Activity ->
Should a line in the entries below contain "bird", return that line.

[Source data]
----
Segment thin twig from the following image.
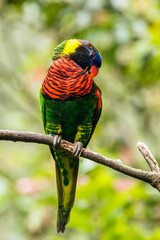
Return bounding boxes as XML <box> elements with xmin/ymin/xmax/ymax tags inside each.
<box><xmin>0</xmin><ymin>130</ymin><xmax>160</xmax><ymax>192</ymax></box>
<box><xmin>137</xmin><ymin>142</ymin><xmax>160</xmax><ymax>173</ymax></box>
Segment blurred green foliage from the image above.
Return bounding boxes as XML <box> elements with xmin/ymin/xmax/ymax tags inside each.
<box><xmin>0</xmin><ymin>0</ymin><xmax>160</xmax><ymax>239</ymax></box>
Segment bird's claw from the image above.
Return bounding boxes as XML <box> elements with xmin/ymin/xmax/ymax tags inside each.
<box><xmin>73</xmin><ymin>141</ymin><xmax>83</xmax><ymax>157</ymax></box>
<box><xmin>53</xmin><ymin>135</ymin><xmax>62</xmax><ymax>148</ymax></box>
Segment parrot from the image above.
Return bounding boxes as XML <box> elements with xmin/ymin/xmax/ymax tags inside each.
<box><xmin>40</xmin><ymin>39</ymin><xmax>102</xmax><ymax>233</ymax></box>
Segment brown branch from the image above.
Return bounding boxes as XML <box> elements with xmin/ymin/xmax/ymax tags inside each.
<box><xmin>137</xmin><ymin>142</ymin><xmax>160</xmax><ymax>173</ymax></box>
<box><xmin>0</xmin><ymin>130</ymin><xmax>160</xmax><ymax>192</ymax></box>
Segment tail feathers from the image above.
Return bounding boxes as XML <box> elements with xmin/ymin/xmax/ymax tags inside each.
<box><xmin>57</xmin><ymin>206</ymin><xmax>70</xmax><ymax>233</ymax></box>
<box><xmin>55</xmin><ymin>158</ymin><xmax>79</xmax><ymax>233</ymax></box>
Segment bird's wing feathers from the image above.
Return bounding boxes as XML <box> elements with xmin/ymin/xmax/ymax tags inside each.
<box><xmin>40</xmin><ymin>88</ymin><xmax>46</xmax><ymax>129</ymax></box>
<box><xmin>92</xmin><ymin>86</ymin><xmax>102</xmax><ymax>133</ymax></box>
<box><xmin>83</xmin><ymin>85</ymin><xmax>102</xmax><ymax>147</ymax></box>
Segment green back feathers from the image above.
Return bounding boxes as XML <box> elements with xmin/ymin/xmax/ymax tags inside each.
<box><xmin>52</xmin><ymin>40</ymin><xmax>67</xmax><ymax>60</ymax></box>
<box><xmin>52</xmin><ymin>39</ymin><xmax>82</xmax><ymax>60</ymax></box>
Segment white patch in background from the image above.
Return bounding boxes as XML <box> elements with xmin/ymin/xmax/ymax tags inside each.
<box><xmin>110</xmin><ymin>0</ymin><xmax>130</xmax><ymax>10</ymax></box>
<box><xmin>76</xmin><ymin>11</ymin><xmax>91</xmax><ymax>29</ymax></box>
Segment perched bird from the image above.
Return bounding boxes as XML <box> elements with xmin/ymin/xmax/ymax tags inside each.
<box><xmin>40</xmin><ymin>39</ymin><xmax>102</xmax><ymax>233</ymax></box>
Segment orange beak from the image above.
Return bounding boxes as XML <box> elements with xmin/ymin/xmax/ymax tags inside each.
<box><xmin>90</xmin><ymin>65</ymin><xmax>99</xmax><ymax>78</ymax></box>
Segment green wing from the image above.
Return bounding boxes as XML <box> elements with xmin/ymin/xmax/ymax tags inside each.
<box><xmin>75</xmin><ymin>84</ymin><xmax>102</xmax><ymax>148</ymax></box>
<box><xmin>40</xmin><ymin>88</ymin><xmax>46</xmax><ymax>130</ymax></box>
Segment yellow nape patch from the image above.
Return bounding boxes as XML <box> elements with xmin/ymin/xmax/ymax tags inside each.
<box><xmin>62</xmin><ymin>39</ymin><xmax>81</xmax><ymax>56</ymax></box>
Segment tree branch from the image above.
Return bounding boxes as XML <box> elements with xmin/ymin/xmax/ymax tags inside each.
<box><xmin>137</xmin><ymin>142</ymin><xmax>160</xmax><ymax>173</ymax></box>
<box><xmin>0</xmin><ymin>130</ymin><xmax>160</xmax><ymax>192</ymax></box>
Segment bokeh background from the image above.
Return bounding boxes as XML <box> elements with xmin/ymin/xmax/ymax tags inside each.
<box><xmin>0</xmin><ymin>0</ymin><xmax>160</xmax><ymax>239</ymax></box>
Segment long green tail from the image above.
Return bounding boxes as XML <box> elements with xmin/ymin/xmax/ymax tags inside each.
<box><xmin>51</xmin><ymin>148</ymin><xmax>79</xmax><ymax>233</ymax></box>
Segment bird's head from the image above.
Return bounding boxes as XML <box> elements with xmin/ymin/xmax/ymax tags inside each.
<box><xmin>52</xmin><ymin>39</ymin><xmax>102</xmax><ymax>78</ymax></box>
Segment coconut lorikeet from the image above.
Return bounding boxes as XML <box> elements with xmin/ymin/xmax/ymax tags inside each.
<box><xmin>40</xmin><ymin>39</ymin><xmax>102</xmax><ymax>233</ymax></box>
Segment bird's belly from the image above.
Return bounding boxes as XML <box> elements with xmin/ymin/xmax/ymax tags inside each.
<box><xmin>46</xmin><ymin>95</ymin><xmax>96</xmax><ymax>143</ymax></box>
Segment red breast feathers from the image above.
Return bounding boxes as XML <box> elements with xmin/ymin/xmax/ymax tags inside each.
<box><xmin>42</xmin><ymin>57</ymin><xmax>94</xmax><ymax>99</ymax></box>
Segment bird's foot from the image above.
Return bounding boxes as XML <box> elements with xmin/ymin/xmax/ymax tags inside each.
<box><xmin>73</xmin><ymin>141</ymin><xmax>83</xmax><ymax>157</ymax></box>
<box><xmin>53</xmin><ymin>135</ymin><xmax>62</xmax><ymax>148</ymax></box>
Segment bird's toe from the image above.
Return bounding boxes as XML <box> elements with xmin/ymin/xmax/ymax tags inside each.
<box><xmin>73</xmin><ymin>141</ymin><xmax>83</xmax><ymax>157</ymax></box>
<box><xmin>53</xmin><ymin>135</ymin><xmax>62</xmax><ymax>148</ymax></box>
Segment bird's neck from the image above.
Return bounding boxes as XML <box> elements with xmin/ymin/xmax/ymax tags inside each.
<box><xmin>42</xmin><ymin>57</ymin><xmax>94</xmax><ymax>99</ymax></box>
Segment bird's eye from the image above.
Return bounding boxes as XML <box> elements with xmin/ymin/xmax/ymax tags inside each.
<box><xmin>90</xmin><ymin>53</ymin><xmax>94</xmax><ymax>59</ymax></box>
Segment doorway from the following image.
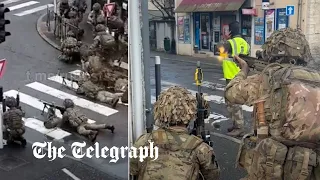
----
Response ->
Segment bird's claw from the image above.
Segment bird's wing feathers from the image above.
Segment perched bird from the image above.
Segment bird's head from the image above.
Segment bird's belly from the image above.
Segment bird's foot from the image above.
Segment bird's toe from the image above.
Segment bird's neck from the image above.
Segment bird's eye from the image above.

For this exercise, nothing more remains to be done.